TASK:
Swap "marker" for "pin" in all the rows below and write the lines out again with nothing else changed, leaving out the pictures.

— Start DATASET CONTENT —

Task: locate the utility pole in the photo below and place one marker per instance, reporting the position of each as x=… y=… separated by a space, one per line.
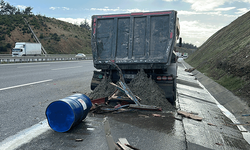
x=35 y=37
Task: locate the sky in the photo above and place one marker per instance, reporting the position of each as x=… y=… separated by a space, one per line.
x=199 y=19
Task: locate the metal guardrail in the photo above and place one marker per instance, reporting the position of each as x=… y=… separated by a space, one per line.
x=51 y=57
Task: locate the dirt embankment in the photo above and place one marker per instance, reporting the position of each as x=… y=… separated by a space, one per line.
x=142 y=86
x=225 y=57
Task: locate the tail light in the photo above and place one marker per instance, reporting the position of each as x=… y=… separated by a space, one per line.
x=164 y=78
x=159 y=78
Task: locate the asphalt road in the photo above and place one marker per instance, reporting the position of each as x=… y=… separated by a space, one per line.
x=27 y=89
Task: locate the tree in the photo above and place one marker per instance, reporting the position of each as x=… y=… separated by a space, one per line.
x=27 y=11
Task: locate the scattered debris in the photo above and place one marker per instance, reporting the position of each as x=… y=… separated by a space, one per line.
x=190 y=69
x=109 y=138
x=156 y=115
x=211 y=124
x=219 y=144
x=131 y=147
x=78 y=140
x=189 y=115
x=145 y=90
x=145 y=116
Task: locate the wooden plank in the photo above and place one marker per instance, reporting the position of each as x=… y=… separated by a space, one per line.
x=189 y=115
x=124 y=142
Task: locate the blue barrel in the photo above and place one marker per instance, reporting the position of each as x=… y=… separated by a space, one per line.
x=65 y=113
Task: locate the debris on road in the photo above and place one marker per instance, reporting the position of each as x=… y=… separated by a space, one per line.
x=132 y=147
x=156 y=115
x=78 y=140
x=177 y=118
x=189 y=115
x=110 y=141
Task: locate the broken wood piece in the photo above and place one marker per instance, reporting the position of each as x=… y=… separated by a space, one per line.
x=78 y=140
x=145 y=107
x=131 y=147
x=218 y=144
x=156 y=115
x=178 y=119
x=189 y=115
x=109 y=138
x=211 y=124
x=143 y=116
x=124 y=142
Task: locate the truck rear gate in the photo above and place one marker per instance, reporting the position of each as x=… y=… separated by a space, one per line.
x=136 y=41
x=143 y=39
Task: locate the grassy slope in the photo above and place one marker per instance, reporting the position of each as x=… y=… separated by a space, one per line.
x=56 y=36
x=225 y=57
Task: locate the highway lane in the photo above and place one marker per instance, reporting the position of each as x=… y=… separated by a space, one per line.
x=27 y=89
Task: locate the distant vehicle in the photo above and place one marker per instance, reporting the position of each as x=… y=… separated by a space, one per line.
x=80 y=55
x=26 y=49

— End DATASET CONTENT —

RESULT OF THE EXERCISE:
Task: locate the utility pole in the photo below and place one pin per instance, reporting the position of each as x=… y=… separated by a space, one per line.
x=35 y=37
Task: locate the sky in the photo above and place one pin per instance, reporting the position of each as x=… y=… separated by a space, one per line.
x=199 y=19
Task: locate the metal guardrail in the photo above and place one pin per instance, reporting the position of each as x=… y=… separated by a space, one per line.
x=51 y=57
Task: locate the dirt embankment in the photo above and place one pin per instance, reporting the position of each as x=… y=… separated by a space, one per line.
x=142 y=86
x=225 y=57
Task: locate the tail light in the photo above and place one pin per instance, reporting the position of each as x=… y=… separated by a space, one per line.
x=164 y=78
x=159 y=78
Task: locate the asphalt road in the photo above and place one pin per instance, reporting the position of each as x=… y=… separated by a space, one per line.
x=27 y=89
Task: locate the tree in the photo above and place one pin per instance, reporting the position of each as x=… y=… separated by a space, one per line.
x=27 y=11
Task: locate the scattered debris in the photo above and place one pin per instance, reporting the position of each as x=… y=… separated by a space, one per line.
x=190 y=69
x=109 y=138
x=156 y=115
x=211 y=124
x=219 y=144
x=131 y=147
x=78 y=140
x=189 y=115
x=145 y=90
x=145 y=116
Task: locate the wooden plank in the photo above and place one pin per instance, reporting the position of each as x=… y=… separated by a space, one per line.
x=189 y=115
x=124 y=142
Task: locate the blue barrel in the photo above and place one pin per instance, reporting the position of each as x=… y=… separated by a space, one per line.
x=65 y=113
Task: locate the debris on road in the photo above and place one pin per instance, reporting the position of each as x=… y=… separated by a space, one per line.
x=132 y=147
x=156 y=115
x=78 y=140
x=177 y=118
x=189 y=115
x=110 y=141
Task: locate the broken wood piece in the photo above and place one pin per instance, reporting the position of each as x=… y=… separated by a space, one per line.
x=78 y=140
x=145 y=107
x=131 y=147
x=218 y=144
x=156 y=115
x=178 y=119
x=189 y=115
x=109 y=138
x=211 y=124
x=143 y=116
x=124 y=142
Task: locate the truck rear gate in the photo above and place one pin per instance, reporting the position of each as x=… y=… separated by a space, one per line.
x=136 y=41
x=143 y=39
Task: locate the grassy slope in the photo above and place one pin per instance, reporting the position of each as x=… y=… separated by a space, one per line.
x=56 y=36
x=225 y=57
Task: locate the highway lane in the photo above and place one pin per instance, reporting the position of each as x=… y=… separated by a space, one per line.
x=27 y=89
Task: locate the distant vehicle in the photo above and place one pin per instance, reporting the position of each as x=… y=… separated by a space, one per line.
x=80 y=55
x=26 y=49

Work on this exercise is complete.